======== 元の文書 ========

松坂 いくら野球の能力は高くても、やり抜く力がなければ結果は出ません。集中力の続かない生徒たちを圧倒的な支配力でコントロールし、それでうまくいった例というのはたくさんあったんでしょうね。あるいは、選手が問題を起こしたときも他人任せにするのではなく、強い言葉をかけたり、ときに暴力を振るって更生させたというケースもあると思うんです。年配の指導者が言うように、高校によっては生徒にナメられないためにもそうせざるを得ないという指導者の気持ちもわかります。
でも、やはり今の社会では難しいでしょうし、何よりもそのやり方では選手に伝わらなくなってきているのだと思います。
中村 スポーツの現場において、やはり言葉は無力なのかなとも思っていたんです。取材中はスマートな指導法の重要性を説いて、すごいなと思っていたら、実際はボールを投げつけたり、ヒステリックに怒鳴りつけている監督もいたりして。口ではカッコつけていても、実際はみんなそうなのかなとも思っていたんです。でも、少しずつ、確実に出てきているんですよね。言葉の力で強くなっているチームが。
この本の編集を担当している本田拓也君が前に勤めていた出版社で、トータルテンボスというお笑いコンビの藤田憲右(けんすけ)さんの『「卒スポ根」で連続日本一! 多賀少年野球クラブに学びてぇ! これが「令和」の学童野球』という本をつくっていて、題材になっている多賀少年野球クラブの監督、辻正人さんの話をよくしていたんです。辻さんはおもしろいですよ、と。
松坂 私も本田さんに薦められて読ませてもらいました。「世界一楽しく、世界一強く」というキャッチフレーズを掲げているんですよね。小学生にノーサインで野球をやらせて、それで何度も日本一になっている。こんな監督がいるのかと驚きました。
中村 つい最近も、大阪の大阪学院大高が春の大阪府大会でノーサインで優勝したという記事が出ていました。しかも、大阪の絶対的二強、大阪桐蔭と履正社に勝って。大阪は高校野球の「首都」ですから。これは大地殻変動が起きていると言ってもいいと思います。
松坂 大阪学院大高の辻盛英一監督はもと伝説の営業パーソンで、現在は会社の経営者なんですよね。指導者はサポーターであり、教育とは答えを教えないことだと語っていて、選手を「権利を持つ主体」として扱っていることがよく伝わってきました。社会人教育をそのまま高校野球に当てはめている気がします。

======== 提供データ ========

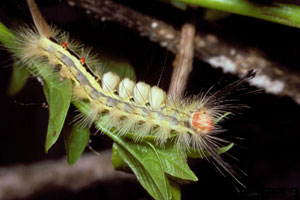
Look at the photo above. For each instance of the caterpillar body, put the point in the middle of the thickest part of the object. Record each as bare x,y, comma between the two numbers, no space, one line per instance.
128,106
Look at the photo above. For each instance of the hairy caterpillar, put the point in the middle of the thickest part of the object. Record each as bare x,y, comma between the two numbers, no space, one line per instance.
125,105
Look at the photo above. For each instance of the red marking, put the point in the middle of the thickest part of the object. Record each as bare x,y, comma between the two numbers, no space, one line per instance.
202,122
82,60
64,44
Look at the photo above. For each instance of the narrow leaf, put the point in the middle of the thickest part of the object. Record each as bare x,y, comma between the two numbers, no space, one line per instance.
147,170
18,80
75,142
174,162
58,94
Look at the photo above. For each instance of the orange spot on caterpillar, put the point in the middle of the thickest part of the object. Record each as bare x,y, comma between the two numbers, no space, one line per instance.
202,122
82,60
64,44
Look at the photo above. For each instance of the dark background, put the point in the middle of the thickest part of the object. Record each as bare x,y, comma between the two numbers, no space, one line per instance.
269,152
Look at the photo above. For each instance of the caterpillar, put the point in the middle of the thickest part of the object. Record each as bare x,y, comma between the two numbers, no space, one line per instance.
127,106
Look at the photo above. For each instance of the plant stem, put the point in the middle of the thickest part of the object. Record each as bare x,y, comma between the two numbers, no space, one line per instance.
281,13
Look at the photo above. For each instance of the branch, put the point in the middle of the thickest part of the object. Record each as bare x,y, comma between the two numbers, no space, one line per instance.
21,181
183,63
271,76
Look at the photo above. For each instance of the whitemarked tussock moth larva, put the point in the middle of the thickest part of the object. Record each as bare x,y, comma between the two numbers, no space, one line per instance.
128,106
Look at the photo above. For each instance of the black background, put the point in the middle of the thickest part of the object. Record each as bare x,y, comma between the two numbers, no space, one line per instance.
269,153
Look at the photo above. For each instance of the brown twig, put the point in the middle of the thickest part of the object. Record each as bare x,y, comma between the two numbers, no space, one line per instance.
183,63
271,76
22,181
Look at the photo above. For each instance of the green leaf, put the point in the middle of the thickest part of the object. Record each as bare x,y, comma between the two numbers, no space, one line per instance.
75,142
174,162
147,168
175,190
18,80
194,153
117,161
58,94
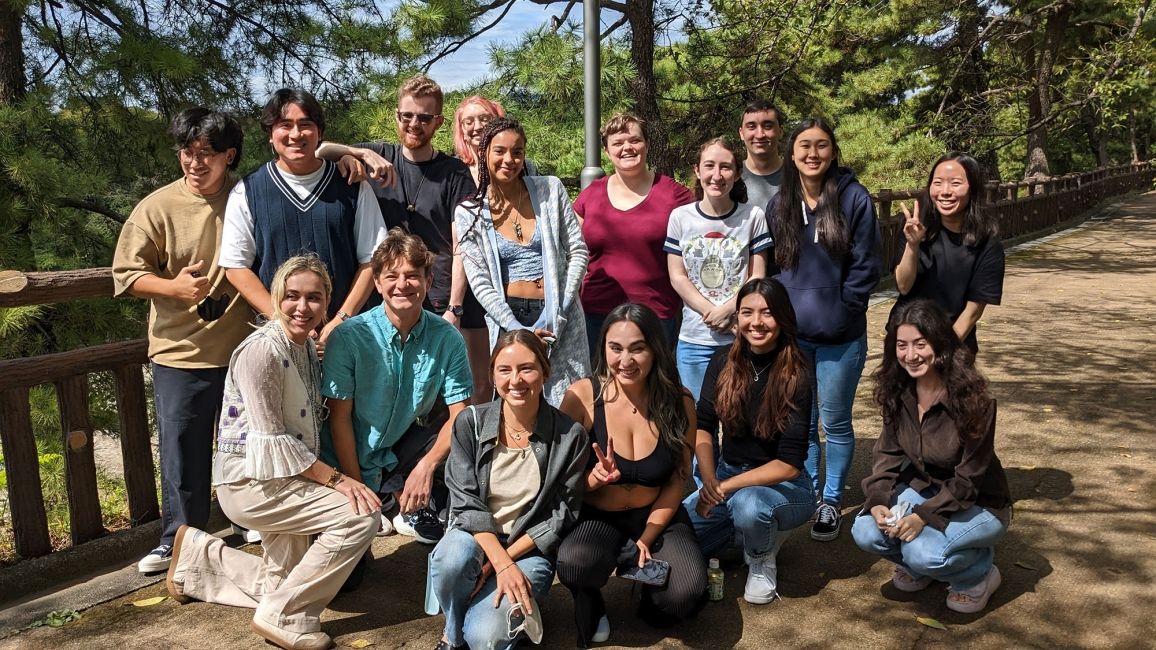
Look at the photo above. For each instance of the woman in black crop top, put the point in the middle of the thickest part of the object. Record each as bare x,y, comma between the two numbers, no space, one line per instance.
642,425
758,390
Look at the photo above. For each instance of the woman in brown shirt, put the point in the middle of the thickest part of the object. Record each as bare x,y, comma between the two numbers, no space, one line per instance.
938,499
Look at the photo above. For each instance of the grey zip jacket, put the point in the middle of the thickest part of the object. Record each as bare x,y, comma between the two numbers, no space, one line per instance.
561,448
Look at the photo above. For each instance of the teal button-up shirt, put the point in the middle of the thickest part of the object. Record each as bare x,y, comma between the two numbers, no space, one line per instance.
391,384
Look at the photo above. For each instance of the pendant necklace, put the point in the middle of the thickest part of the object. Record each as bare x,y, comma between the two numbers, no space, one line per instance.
758,372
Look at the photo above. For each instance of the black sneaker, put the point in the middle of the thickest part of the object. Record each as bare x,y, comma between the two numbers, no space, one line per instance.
422,525
827,523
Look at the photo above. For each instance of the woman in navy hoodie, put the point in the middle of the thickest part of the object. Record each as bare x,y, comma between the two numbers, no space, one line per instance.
827,249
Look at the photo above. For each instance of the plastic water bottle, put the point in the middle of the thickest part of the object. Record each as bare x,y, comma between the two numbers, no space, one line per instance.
714,580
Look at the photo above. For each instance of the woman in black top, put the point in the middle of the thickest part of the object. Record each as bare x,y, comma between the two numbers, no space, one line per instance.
938,499
642,423
758,390
950,251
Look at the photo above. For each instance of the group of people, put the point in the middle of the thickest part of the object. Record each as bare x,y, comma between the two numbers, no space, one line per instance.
355,340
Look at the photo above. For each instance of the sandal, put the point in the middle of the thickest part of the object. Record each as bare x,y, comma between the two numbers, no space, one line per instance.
975,599
903,581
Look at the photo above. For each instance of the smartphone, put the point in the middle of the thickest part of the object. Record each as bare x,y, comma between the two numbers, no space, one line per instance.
653,573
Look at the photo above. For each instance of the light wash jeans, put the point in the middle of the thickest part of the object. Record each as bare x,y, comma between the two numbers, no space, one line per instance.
475,621
961,555
693,360
760,514
837,371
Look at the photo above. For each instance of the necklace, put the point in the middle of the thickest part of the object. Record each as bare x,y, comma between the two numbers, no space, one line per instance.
758,371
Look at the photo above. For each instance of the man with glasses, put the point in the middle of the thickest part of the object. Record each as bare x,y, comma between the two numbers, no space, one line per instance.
298,202
168,253
429,184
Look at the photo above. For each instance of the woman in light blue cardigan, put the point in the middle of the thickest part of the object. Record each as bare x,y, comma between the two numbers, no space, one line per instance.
524,255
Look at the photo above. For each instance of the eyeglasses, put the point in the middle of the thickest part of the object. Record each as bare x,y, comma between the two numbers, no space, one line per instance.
199,155
406,117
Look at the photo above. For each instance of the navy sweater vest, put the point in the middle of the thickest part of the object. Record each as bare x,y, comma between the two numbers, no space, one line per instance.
323,222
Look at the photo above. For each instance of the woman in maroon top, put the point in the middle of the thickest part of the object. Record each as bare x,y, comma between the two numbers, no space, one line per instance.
938,500
624,219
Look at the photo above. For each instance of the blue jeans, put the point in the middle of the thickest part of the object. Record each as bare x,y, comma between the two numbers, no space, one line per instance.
594,323
475,621
961,555
837,371
187,405
760,514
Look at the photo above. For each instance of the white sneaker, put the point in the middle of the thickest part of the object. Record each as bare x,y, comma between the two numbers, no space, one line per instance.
157,560
602,634
762,581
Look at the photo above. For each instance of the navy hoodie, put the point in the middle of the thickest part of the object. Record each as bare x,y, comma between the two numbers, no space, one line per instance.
830,295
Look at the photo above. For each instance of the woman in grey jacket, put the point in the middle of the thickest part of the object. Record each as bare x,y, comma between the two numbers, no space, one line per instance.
514,475
524,255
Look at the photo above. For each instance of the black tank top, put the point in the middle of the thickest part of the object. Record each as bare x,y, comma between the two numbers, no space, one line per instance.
653,471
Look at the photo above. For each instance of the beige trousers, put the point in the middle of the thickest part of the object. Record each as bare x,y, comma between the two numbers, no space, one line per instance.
298,575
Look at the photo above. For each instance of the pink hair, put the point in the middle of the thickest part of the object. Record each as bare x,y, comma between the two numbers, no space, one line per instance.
461,147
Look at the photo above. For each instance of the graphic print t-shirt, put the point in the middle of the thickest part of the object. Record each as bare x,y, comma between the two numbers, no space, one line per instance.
716,252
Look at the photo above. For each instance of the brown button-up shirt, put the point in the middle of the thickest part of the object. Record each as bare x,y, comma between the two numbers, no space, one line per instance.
933,453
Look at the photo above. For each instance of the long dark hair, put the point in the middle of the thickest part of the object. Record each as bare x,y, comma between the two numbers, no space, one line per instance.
787,369
664,390
829,221
739,190
965,397
978,224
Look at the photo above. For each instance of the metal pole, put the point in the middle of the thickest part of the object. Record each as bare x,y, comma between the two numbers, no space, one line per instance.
592,67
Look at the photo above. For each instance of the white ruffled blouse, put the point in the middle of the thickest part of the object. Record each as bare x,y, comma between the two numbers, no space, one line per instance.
272,410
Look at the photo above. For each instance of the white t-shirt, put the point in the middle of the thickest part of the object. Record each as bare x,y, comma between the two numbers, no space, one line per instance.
238,239
716,252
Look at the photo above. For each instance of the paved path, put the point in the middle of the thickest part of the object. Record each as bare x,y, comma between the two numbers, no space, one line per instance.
1071,356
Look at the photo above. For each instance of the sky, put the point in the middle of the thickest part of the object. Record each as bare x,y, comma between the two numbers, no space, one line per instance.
472,61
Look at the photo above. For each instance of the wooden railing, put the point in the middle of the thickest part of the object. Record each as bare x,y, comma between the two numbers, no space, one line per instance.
1021,207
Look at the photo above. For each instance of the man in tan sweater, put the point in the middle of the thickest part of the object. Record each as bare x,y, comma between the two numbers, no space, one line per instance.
168,252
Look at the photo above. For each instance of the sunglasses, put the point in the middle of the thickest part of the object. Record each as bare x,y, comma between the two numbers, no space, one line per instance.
406,117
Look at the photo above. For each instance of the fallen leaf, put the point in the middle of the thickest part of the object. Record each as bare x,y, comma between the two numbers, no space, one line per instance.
931,622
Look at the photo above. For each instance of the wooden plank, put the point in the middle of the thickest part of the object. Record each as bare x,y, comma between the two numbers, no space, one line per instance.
19,289
29,522
80,465
47,368
135,445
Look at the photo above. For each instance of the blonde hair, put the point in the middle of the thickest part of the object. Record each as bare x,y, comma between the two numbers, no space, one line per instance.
421,86
293,266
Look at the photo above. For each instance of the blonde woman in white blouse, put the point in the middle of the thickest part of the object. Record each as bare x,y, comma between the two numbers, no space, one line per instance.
316,522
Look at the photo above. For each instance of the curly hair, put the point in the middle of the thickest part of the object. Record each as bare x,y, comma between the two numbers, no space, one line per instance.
965,389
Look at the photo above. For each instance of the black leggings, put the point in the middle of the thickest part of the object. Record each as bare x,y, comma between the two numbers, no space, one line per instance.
590,553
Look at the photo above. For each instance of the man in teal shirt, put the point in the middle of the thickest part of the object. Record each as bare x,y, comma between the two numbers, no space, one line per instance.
395,379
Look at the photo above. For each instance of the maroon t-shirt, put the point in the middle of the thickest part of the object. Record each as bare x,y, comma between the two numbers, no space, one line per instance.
627,263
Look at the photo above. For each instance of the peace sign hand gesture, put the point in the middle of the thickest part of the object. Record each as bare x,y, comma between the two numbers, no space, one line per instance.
606,470
913,229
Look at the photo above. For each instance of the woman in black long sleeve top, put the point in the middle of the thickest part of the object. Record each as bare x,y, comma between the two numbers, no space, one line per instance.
758,390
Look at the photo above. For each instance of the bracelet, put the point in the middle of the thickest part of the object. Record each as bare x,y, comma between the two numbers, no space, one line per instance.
334,478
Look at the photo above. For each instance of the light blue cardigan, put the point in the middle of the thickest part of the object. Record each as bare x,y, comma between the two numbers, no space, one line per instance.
564,258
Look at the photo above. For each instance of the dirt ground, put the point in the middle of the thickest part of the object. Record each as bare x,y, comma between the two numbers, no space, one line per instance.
1071,357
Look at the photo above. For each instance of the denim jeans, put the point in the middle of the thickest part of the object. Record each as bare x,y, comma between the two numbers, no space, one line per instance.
837,371
961,555
594,323
475,621
187,405
760,514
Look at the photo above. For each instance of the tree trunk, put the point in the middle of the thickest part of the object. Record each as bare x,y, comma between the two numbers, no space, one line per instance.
12,53
1040,58
641,16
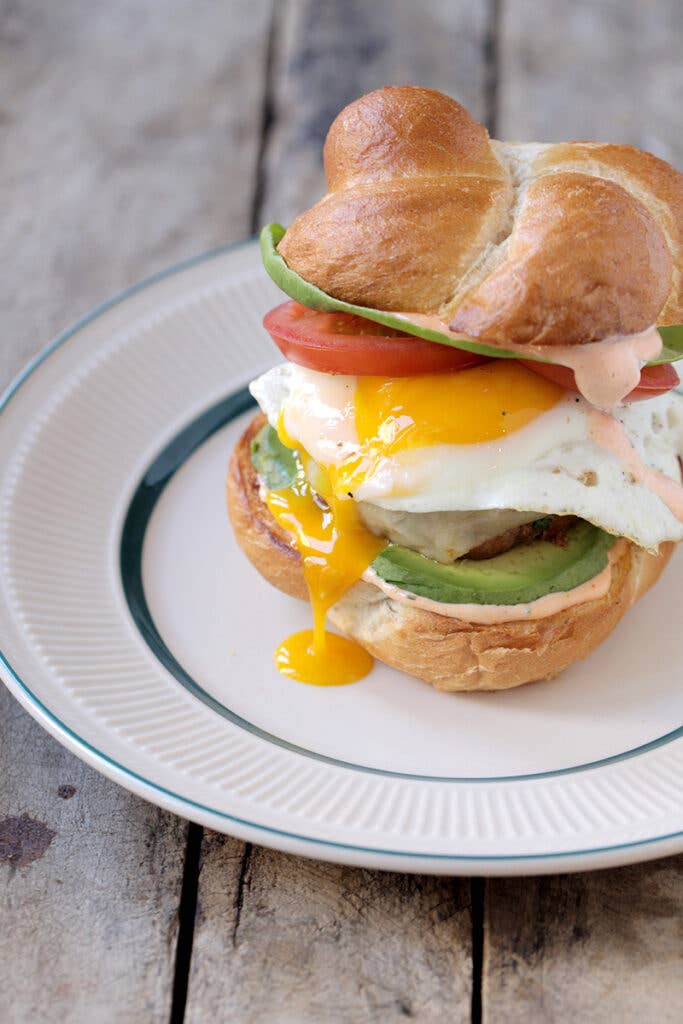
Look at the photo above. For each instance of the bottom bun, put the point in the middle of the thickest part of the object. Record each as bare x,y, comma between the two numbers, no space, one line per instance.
450,653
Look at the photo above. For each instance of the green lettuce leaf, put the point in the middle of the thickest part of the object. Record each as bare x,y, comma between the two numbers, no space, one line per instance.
314,298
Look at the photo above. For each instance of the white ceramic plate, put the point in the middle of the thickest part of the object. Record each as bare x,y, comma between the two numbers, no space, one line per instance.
136,633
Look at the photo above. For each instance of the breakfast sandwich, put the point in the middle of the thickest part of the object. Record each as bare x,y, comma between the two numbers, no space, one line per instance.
469,461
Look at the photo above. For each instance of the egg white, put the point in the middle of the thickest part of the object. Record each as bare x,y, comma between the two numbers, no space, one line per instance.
551,466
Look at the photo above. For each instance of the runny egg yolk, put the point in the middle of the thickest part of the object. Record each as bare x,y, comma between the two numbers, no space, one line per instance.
398,414
392,415
336,549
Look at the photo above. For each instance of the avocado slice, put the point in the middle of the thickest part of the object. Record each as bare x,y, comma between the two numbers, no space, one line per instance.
308,295
276,465
517,577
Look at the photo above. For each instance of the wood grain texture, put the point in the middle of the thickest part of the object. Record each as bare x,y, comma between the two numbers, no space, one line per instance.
280,938
130,138
607,72
328,53
600,947
605,946
296,941
89,888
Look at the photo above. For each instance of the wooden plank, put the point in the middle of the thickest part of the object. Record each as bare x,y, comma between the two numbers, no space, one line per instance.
284,939
599,947
130,140
89,883
329,54
604,946
609,72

========

* 作業 1: 野球指導をめぐる対談に名前が出てくる野球チームと学校を、すべて挙げよ。
* 作業 2: 野球指導をめぐる対談の続きを、最後の発言の後から書いてください。

* 回答文 1:
多賀少年野球クラブ
大阪学院大高
大阪桐蔭
履正社

* 回答文 2:
中村 大阪学院大高は、選手の髪もフサフサでしたね。
松坂 時代の足音がどんどん大きくなってきているのを感じます。
話す内容も、まさに経営者のようでした。彼は今の小学生が社会人になる時代、11年から15年後ぐらいの日本を見据えて野球をしていると言うわけです。その頃、日本の雇用形態は年俸制になっているだろう、と。がんばっただけでは飯を食えない時代になっている。だから、練習の出席率とか、どんだけがんばったかは関係ない。成果がすべてだ、と。それが私の戦い方、社会に近い戦い方だと思うと話していて。こんなスケール感の視野を持って野球を教えている人がいるのだと驚いてしまったんです。
松坂 辻さんの言う通りで、すでにそういう世の中になってきています。今ほど労働者の権利が守られている時代はないと思うんです。経営者からしたら、そうそう解雇はできないし、うまく活用しようにも何かとパワハラだと指摘されてしまう。となると、雇うメリットがほとんどないわけです。働き手を集めるなら、雇用契約ではなく、業務委託にとどめておこうという流れがあります。業務委託なら契約解除の手続きは簡単ですから。
ただ、そのぶん働く方は成果をあげないと継続的に仕事を得ることができません。世の中はまさに「成果がすべて」になりつつありますよ。
中村 辻さんの対談相手である須江さんも、やはり言葉に力のある指導者なんです。甲子園の試合後の囲み取材は、だいたい20分ぐらいあるんです。なので、ほとんどの監督は時間を持て余してしまう。でも須江さんは、どんなに凡庸な質問でも自分の土俵に持ち込んで、自分の考えを表明する場に変えてしまう。とにかく言葉が豊富で、記者を飽きさせない。言葉がうま過ぎて、嫌だなと思わせるぐらいなんです。
僕がいちばん心をつかまれたのは、2022年夏に仙台育英が初優勝を飾り、その日の夜のミーティングで新チームのメンバーを前にして言ったという言葉なんです。「俺は前のチームとは絶対に比較はしない。新しいチームだと思っている。だから、みんなで2度目の初優勝を目指そう」と言ったのだそうです。2度目の初優勝。なんとうまいことを言うのだろうと感心してしまいました。本当にその通りじゃないですか。高校野球は毎年、選手が入れ替わるのに「昨年の優勝校を撃破」みたいな表現を使う。それが、どうにもしっくりこなくて。今年のチームは昨年ほどではないのだから、そこまで騒がなくてもいいのにとか思ってしまうんです。
松坂 辻さんは指導法に対する目が厳しくなってきたから、選手を尊重する野球にシフトしたわけではないんですよね。単純にそちらの方が成果が出やすいから、勝てるから、辿(たど)り付いたスタイルだと思うんです。おそらくは大阪学院大高の辻盛監督や須江さんもそうなのではないでしょうか。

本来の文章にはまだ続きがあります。